→ **Extrait**:
-------------------------
2. Dispositif selon la revendication 1, dans lequel le moyen d'étalement de signal (102)
est mis en oeuvre pour étaler le signal audio (100) de sorte qu'un pas du signal audio
ne soit pas modifié.
3. Dispositif selon l'une des revendications précédentes, dans lequel le moyen d'étalement
de signal (102) ou l'autre moyen d'étalement de signal (202b) sont mis en oeuvre pour
étaler le signal audio de sorte qu'une durée temporelle du signal audio soit augmentée
et qu'une largeur de bande du signal audio étalé soit égale à une largeur de bande
du signal audio.
4. Dispositif selon l'une des revendications précédentes, dans lequel le moyen d'étalement
de signal (102) comprend un vocodeur de phase (202a, 202b, 202c).
-------------------------
→ **Données fournies**:
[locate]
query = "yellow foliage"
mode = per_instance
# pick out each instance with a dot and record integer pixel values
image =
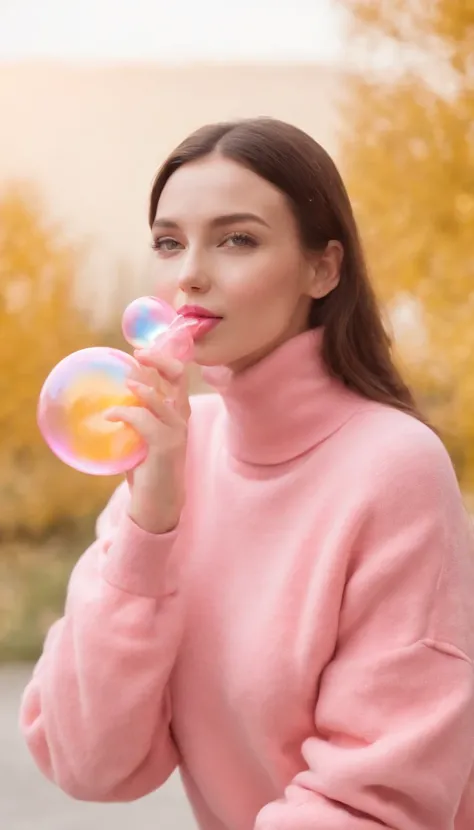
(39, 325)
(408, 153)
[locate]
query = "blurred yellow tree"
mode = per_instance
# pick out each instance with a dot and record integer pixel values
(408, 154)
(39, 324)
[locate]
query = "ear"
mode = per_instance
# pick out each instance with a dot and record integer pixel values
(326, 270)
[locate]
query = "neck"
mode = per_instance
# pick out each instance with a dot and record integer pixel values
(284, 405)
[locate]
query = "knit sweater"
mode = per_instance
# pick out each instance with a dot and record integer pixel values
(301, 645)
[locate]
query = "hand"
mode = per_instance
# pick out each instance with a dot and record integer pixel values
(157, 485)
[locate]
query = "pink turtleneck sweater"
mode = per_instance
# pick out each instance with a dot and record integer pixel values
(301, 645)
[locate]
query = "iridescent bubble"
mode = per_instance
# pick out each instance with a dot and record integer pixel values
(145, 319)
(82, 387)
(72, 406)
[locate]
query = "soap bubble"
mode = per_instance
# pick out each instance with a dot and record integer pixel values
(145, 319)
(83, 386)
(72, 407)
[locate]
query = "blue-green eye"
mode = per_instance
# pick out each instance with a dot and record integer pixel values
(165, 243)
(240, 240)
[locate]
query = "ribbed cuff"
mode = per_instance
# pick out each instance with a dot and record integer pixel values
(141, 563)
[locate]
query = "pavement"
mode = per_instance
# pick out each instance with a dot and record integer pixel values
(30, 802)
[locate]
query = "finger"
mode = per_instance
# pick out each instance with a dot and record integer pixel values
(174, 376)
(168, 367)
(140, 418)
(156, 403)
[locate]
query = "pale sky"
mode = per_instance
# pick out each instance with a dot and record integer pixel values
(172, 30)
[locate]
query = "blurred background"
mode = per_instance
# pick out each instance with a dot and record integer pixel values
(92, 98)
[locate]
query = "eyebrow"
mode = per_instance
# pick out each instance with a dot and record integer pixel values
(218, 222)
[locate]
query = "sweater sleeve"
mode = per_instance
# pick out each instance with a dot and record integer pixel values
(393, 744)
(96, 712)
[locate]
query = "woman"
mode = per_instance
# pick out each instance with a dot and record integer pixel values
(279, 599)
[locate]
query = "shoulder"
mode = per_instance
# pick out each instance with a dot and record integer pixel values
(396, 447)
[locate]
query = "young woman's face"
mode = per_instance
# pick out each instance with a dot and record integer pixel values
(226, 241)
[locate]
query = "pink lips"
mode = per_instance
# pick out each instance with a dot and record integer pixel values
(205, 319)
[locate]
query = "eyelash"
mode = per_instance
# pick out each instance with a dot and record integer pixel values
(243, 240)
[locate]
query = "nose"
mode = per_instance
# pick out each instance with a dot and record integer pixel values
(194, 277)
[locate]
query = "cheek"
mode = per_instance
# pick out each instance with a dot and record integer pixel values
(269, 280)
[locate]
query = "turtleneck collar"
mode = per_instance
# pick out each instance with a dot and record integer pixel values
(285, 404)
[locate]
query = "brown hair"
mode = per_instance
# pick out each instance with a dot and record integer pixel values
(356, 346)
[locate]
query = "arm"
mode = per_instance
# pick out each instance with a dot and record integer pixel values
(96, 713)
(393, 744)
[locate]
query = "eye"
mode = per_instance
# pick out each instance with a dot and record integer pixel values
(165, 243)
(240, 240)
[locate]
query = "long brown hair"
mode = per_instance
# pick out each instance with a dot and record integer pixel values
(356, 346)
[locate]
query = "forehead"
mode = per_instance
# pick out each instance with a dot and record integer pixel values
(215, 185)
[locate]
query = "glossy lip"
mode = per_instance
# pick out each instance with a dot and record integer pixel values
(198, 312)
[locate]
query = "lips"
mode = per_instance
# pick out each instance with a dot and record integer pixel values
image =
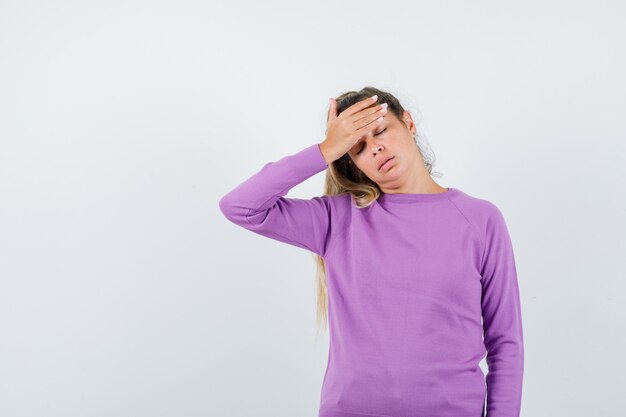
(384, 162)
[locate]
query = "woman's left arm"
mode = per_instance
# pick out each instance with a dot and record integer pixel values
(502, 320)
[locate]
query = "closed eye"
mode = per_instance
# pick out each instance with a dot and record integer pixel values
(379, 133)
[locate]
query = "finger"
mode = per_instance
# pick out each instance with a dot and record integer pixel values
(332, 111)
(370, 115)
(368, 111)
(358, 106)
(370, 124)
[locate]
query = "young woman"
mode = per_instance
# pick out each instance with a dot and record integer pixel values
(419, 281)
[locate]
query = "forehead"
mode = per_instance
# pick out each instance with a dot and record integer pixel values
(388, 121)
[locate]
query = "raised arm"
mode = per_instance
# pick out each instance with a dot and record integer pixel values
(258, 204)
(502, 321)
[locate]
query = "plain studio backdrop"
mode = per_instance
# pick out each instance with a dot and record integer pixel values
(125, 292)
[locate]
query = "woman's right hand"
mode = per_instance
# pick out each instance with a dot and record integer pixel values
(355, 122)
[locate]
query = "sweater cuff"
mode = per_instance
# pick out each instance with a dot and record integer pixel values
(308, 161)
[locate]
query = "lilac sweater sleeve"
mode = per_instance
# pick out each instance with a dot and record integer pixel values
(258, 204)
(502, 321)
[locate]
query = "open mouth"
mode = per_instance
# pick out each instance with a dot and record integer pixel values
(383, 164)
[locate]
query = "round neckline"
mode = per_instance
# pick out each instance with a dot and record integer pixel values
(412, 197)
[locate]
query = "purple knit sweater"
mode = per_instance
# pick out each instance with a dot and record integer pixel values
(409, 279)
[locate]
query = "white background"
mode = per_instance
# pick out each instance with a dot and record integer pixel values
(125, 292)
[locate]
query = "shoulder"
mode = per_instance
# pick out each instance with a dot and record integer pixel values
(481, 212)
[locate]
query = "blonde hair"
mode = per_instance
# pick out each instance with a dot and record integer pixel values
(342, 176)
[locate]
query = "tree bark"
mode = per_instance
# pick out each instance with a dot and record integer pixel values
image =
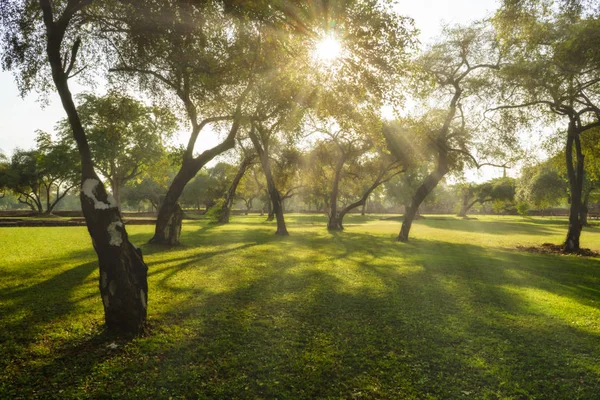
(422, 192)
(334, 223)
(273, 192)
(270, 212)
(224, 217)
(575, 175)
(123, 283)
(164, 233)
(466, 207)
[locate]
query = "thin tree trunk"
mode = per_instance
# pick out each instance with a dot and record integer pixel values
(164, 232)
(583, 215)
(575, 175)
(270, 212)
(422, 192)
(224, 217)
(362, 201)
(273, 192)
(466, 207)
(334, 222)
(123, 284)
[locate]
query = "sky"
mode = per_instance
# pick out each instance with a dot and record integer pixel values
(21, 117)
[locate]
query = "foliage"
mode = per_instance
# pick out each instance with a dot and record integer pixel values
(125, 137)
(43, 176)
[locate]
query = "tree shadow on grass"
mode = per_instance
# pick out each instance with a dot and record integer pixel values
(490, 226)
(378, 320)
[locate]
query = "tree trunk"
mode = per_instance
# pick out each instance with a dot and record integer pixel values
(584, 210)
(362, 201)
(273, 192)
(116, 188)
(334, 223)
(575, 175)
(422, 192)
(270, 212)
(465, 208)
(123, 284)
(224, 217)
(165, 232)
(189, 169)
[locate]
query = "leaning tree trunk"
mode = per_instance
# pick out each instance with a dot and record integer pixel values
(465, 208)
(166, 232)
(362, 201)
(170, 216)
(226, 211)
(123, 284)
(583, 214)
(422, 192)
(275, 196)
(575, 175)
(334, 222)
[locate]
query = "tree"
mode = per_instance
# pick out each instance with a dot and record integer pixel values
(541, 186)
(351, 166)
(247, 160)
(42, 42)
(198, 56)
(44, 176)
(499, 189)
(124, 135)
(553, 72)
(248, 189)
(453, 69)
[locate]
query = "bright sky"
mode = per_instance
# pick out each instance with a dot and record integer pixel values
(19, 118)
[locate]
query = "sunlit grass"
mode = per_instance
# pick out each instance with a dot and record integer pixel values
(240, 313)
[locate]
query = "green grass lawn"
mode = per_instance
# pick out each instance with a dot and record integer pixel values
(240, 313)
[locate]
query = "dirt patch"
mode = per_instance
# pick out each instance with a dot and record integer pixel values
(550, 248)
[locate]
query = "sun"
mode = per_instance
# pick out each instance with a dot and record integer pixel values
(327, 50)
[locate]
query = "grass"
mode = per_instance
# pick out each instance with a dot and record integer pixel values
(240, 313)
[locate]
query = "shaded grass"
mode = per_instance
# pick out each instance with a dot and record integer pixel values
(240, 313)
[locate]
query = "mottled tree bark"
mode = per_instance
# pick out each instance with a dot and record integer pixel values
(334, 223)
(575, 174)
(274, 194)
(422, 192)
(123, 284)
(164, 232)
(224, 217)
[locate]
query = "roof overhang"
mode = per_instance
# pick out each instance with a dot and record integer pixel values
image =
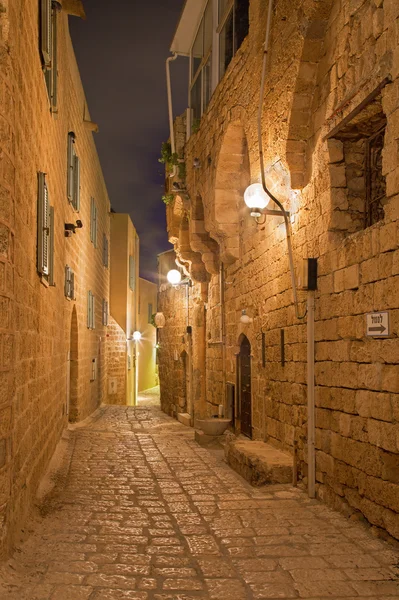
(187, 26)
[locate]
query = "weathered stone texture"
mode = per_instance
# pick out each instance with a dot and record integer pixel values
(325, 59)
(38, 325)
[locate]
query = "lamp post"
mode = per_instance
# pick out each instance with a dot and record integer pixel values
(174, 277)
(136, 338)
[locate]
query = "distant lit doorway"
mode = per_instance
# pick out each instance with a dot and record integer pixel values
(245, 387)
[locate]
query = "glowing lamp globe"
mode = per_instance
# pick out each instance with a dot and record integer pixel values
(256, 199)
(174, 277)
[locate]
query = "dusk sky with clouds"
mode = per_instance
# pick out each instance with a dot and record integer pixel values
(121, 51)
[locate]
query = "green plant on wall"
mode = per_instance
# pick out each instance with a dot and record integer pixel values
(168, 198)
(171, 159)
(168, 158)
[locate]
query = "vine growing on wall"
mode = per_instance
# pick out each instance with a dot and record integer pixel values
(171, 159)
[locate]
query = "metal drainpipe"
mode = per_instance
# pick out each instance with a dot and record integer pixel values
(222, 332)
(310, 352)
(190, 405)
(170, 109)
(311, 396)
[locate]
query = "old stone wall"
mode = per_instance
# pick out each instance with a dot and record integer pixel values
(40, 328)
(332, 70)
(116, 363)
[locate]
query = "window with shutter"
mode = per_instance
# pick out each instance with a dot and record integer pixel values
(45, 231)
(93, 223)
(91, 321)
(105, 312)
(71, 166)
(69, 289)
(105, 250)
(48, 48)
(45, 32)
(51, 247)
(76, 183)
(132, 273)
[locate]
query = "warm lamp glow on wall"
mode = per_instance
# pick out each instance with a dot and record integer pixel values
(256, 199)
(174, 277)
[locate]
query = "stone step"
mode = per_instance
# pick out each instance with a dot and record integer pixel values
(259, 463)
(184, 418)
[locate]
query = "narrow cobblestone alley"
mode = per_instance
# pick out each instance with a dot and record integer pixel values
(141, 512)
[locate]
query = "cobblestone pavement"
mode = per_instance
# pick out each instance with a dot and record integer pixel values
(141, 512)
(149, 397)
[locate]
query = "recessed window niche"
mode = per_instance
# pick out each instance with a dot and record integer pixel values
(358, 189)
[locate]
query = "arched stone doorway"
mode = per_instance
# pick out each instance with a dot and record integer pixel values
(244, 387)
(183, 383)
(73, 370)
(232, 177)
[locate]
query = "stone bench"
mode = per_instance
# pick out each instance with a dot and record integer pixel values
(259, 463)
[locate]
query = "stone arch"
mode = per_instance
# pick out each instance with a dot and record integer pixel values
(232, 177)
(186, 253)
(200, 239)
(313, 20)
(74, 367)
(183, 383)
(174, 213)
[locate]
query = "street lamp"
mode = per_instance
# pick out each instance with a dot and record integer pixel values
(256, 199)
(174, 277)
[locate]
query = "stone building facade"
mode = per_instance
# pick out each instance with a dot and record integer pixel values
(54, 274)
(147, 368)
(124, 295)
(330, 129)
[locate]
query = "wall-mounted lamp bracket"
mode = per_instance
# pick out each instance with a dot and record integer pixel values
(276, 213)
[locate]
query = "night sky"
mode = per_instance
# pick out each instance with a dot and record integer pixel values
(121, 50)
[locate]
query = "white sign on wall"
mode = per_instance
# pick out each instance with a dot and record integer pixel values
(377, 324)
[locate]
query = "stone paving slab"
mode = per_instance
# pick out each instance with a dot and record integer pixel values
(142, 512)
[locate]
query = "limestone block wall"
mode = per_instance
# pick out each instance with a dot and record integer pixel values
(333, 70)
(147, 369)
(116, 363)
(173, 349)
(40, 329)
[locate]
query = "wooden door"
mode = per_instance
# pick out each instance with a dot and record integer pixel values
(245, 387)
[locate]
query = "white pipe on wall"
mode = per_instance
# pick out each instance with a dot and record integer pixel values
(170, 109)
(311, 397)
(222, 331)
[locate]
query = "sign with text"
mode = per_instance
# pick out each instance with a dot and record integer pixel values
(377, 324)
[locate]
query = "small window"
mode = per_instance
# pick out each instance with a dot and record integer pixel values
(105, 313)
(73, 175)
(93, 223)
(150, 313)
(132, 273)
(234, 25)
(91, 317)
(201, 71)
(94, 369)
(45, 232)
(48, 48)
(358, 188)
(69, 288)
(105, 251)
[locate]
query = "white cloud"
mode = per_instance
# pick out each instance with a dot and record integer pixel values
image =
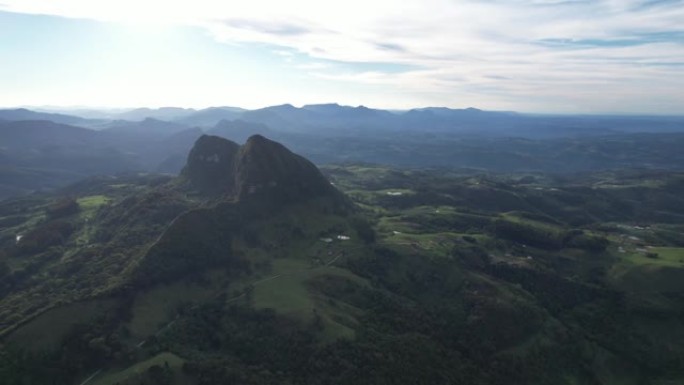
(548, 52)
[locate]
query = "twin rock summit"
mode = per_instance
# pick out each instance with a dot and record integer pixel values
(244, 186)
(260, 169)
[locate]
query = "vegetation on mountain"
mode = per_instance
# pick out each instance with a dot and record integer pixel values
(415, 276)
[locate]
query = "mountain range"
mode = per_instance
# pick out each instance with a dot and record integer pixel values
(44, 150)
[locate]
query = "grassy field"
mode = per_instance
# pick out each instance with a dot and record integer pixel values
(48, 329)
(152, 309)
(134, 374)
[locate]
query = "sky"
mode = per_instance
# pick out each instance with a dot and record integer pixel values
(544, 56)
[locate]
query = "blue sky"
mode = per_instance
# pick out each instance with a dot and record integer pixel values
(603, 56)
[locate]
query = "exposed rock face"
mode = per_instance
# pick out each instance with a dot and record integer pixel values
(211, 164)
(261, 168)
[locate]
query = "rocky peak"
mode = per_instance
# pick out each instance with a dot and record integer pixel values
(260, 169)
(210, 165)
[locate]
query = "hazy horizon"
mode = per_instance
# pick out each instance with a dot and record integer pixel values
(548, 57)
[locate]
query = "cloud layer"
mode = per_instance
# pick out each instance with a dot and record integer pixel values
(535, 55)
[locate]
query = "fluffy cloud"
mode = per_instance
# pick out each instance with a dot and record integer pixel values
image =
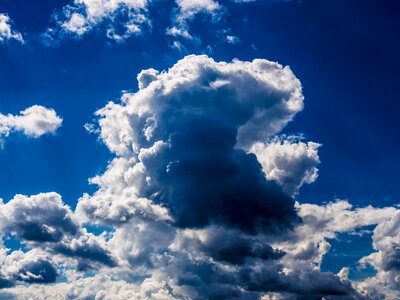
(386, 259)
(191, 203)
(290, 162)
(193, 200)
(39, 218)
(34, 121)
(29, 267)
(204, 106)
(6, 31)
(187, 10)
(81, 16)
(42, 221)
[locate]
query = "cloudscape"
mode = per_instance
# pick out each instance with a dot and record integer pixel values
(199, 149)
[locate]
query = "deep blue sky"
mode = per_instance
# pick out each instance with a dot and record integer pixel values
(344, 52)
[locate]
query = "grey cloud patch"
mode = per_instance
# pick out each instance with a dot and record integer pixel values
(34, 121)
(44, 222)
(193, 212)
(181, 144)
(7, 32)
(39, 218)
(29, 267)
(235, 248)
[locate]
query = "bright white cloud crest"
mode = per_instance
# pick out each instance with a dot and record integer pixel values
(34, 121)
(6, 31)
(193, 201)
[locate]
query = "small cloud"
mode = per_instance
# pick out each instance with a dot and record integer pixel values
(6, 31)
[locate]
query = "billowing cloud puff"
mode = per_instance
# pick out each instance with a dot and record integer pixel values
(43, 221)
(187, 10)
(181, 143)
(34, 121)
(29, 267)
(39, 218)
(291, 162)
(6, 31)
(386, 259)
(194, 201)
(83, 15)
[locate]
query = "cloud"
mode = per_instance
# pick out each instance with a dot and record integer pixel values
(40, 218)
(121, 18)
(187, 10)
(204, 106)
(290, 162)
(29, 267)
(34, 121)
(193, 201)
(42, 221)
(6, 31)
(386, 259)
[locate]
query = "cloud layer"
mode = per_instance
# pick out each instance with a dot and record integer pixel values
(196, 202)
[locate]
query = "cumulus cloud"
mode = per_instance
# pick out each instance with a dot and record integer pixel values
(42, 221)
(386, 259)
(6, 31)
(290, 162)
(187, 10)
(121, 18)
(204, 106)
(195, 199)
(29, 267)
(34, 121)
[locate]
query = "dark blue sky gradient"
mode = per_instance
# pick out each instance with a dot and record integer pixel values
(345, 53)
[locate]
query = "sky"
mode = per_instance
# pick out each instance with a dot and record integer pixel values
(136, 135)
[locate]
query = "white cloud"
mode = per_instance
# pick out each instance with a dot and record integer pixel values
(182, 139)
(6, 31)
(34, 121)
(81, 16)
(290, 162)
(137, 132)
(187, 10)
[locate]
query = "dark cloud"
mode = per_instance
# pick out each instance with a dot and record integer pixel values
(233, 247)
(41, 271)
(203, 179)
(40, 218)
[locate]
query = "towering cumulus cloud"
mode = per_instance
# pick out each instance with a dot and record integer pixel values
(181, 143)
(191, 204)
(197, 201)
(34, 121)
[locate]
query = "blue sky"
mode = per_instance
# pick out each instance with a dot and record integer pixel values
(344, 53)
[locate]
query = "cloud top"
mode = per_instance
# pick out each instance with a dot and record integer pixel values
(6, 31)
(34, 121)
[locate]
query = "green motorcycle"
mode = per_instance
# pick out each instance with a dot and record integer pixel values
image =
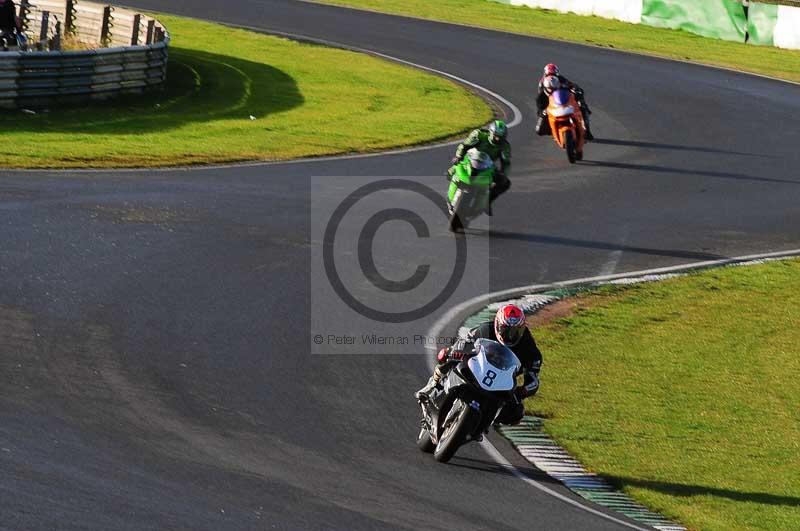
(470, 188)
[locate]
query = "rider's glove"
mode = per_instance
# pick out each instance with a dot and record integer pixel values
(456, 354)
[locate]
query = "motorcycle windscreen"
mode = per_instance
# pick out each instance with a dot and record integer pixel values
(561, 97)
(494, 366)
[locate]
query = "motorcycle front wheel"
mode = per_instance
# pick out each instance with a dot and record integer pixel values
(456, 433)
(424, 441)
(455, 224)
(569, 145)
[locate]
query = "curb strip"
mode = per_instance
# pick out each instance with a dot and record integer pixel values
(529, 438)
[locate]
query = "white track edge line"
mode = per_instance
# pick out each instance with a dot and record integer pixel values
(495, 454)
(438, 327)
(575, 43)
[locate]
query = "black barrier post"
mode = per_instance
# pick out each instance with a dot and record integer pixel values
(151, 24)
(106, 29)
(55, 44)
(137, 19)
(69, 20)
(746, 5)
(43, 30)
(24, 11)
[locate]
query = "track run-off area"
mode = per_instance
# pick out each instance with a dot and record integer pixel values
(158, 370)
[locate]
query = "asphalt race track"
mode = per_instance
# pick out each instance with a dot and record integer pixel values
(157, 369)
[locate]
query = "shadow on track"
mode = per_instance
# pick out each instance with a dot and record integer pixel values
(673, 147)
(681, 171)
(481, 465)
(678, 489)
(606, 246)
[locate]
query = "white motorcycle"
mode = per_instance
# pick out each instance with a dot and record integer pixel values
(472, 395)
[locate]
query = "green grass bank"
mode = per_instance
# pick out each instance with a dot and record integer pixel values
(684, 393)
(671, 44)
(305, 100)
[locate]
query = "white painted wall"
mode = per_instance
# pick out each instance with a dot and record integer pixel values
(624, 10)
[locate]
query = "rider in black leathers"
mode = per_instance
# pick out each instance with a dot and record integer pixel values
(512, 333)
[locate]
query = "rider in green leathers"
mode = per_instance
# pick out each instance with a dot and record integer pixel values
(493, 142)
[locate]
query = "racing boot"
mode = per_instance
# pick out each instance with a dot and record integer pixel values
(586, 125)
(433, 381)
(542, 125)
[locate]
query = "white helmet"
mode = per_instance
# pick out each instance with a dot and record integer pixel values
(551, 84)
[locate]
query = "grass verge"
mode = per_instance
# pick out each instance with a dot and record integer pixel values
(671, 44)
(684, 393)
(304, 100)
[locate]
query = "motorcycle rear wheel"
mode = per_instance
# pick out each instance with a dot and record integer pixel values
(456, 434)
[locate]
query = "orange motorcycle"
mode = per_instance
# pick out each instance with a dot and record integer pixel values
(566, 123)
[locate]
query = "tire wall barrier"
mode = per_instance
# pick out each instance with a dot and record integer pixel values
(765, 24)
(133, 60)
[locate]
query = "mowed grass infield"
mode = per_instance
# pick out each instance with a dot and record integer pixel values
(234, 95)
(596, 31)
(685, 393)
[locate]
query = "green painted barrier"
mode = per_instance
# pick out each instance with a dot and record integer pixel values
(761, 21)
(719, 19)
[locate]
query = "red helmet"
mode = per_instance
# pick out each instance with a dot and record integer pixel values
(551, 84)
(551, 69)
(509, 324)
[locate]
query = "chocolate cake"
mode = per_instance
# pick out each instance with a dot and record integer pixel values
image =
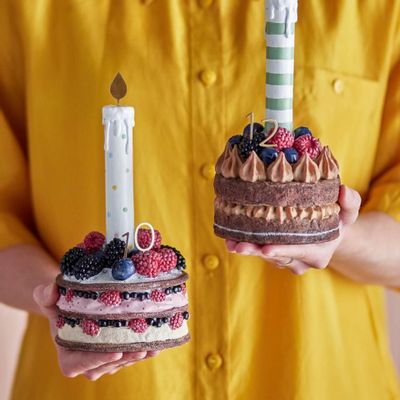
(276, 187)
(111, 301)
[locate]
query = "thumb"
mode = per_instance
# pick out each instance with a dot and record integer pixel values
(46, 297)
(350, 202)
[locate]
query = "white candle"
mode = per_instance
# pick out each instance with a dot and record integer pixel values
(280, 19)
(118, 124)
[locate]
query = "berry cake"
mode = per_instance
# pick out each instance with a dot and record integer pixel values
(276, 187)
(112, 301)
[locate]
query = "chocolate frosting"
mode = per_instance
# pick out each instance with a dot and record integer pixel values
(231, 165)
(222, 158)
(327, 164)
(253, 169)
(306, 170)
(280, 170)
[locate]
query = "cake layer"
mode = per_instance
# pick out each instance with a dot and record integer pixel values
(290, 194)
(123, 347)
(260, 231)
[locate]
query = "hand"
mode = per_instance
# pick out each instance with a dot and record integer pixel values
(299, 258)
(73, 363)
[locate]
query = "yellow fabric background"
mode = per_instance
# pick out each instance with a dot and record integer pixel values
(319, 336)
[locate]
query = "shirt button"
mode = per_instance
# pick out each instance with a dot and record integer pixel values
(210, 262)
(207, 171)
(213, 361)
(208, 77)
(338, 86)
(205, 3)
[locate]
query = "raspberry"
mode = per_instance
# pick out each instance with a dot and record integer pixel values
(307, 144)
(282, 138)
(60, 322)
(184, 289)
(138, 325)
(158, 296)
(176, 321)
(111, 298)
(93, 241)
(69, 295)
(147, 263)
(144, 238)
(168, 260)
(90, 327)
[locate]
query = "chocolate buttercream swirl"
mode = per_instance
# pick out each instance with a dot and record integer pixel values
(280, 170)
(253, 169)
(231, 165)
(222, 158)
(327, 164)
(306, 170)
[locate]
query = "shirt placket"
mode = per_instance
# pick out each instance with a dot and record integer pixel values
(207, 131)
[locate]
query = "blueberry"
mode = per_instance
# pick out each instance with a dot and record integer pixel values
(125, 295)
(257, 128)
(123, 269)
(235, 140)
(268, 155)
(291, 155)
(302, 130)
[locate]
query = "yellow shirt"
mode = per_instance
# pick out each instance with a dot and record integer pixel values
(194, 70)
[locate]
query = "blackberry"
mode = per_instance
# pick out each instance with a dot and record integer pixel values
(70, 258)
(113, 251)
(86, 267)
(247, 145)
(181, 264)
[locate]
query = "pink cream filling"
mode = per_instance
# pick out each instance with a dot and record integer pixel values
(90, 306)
-------------------------
→ **Consigne 1**: Dans l'extrait, que comprend le moyen d'étalement de signal (102) selon la revendication 4 ?
→ **Consigne 2**: Recopiez mot pour mot l'extrait, en commençant par « 2. Dispositif selon » et en allant jusqu'à « soit pas modifié. ».
→ **Consigne 3**: Écrivez la suite du texte sur le dispositif d'étalement du signal audio, juste après sa dernière phrase.

→ **Réponse finale 1**: Un vocodeur de phase (202a, 202b, 202c).

→ **Réponse finale 2**:
2. Dispositif selon la revendication 1, dans lequel le moyen d'étalement de signal (102)
est mis en oeuvre pour étaler le signal audio (100) de sorte qu'un pas du signal audio
ne soit pas modifié.

→ **Réponse finale 3**:
5. Dispositif selon la revendication 4, dans lequel le vocodeur de phase est mis en oeuvre
dans un banc de filtres ou dans une mise en oeuvre de Transformée de Fourier.
6. Dispositif selon la revendication 1, dans lequel est présent un autre groupe d'un
autre vocodeur de phase (202c), un décimateur aval (205c) et un filtre passe-bande
aval (207c) qui sont réglés à un facteur d'étalement (k) différent de 2 et de 3, pour
générer un autre signal passe-bande qui peut être alimenté vers l'additionneur (209).
7. Dispositif selon l'une des revendications précédentes, dans lequel le filtre (107,
109) comprend un distorsionneur (109) mis en oeuvre pour réaliser la distorsion sur
base de paramètres spectrales transmis (713) décrivant une enveloppe spectrale d'une
bande supérieure.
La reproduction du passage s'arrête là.